- [Exercise data]:
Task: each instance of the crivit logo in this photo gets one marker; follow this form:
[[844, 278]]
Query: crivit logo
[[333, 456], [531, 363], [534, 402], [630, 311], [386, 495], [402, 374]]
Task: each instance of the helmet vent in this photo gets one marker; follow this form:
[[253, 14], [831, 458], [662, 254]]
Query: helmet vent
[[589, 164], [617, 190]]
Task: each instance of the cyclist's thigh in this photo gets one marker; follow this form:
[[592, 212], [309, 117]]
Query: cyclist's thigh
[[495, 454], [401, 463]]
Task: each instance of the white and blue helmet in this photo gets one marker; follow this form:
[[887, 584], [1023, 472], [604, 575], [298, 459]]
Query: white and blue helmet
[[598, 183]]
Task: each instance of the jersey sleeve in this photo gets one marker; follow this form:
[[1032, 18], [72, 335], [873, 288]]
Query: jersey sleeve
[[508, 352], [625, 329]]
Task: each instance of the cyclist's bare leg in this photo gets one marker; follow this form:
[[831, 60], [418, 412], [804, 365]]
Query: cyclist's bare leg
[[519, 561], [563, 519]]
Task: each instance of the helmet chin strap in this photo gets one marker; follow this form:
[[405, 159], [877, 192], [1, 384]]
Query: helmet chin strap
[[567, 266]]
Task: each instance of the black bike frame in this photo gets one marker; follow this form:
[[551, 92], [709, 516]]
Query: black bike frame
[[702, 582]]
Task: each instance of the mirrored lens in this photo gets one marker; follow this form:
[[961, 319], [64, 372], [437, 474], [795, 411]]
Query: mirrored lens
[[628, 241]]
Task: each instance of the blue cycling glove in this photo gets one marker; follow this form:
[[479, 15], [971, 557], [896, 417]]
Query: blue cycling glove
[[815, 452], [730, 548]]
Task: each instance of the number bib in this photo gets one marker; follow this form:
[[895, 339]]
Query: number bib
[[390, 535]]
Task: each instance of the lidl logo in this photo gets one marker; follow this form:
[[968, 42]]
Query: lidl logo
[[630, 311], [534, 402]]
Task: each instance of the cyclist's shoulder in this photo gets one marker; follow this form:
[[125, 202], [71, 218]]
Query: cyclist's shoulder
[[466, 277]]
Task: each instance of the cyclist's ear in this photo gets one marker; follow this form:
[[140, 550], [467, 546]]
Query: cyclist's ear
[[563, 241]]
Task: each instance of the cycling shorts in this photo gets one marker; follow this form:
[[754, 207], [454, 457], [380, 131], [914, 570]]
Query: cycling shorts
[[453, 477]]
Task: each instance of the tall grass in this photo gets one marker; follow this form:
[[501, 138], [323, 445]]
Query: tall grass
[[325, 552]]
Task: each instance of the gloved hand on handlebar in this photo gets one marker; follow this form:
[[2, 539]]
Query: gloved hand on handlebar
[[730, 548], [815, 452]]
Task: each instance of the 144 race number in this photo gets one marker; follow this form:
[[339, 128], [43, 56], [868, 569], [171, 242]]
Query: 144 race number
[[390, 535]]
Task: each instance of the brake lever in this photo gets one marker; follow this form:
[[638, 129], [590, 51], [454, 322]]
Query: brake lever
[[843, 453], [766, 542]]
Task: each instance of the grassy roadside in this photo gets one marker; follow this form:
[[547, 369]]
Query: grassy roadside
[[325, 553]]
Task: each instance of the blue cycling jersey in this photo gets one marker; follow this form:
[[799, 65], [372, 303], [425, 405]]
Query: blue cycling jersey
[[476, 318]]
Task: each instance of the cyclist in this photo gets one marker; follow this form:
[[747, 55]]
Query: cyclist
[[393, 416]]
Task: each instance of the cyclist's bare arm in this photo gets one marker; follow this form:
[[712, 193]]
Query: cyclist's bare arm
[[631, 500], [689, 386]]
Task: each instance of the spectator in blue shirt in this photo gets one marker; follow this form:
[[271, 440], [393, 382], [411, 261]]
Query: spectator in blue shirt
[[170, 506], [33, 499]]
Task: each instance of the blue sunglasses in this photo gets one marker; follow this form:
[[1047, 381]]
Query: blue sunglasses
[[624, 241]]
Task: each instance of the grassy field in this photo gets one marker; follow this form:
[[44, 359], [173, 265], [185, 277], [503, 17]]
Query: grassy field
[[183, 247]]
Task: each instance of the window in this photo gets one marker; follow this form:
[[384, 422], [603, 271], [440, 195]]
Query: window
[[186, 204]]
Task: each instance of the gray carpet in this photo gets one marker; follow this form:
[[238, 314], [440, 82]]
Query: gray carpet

- [What is being asked]: Copy the data from the line with "Task: each instance of the cyclist's bare arm" through the end, swapping "gray carpet" for "gray rug" and leaving everything else unchanged.

- [Output for this exercise]:
Task: each instance of the cyclist's bare arm in this photo gets one marker; follow this form:
[[712, 193]]
Query: cyclist's bare arm
[[631, 500], [689, 386]]
Task: each instance of the spectator in blue shirt in this photo gets one marker; follow this form:
[[271, 440], [393, 382], [411, 261]]
Query: spectator in blue shirt
[[170, 506], [33, 499]]
Task: each instance of the blue sunglasses in this photo gets one marker; follow this form:
[[1047, 381]]
Query: blue sunglasses
[[624, 241]]
Task: each instance of the grassy field in this photo gets one marker; follow this form:
[[44, 359], [173, 265], [185, 277], [503, 17]]
Query: grassy field
[[183, 247]]
Task: each instance of the window in this photo gets one marker; follow this form:
[[384, 422], [603, 271], [440, 195]]
Query: window
[[186, 204]]
Task: each instance of the gray rug in this photo gets one marker; follow this form:
[[238, 314], [440, 82]]
Query: gray rug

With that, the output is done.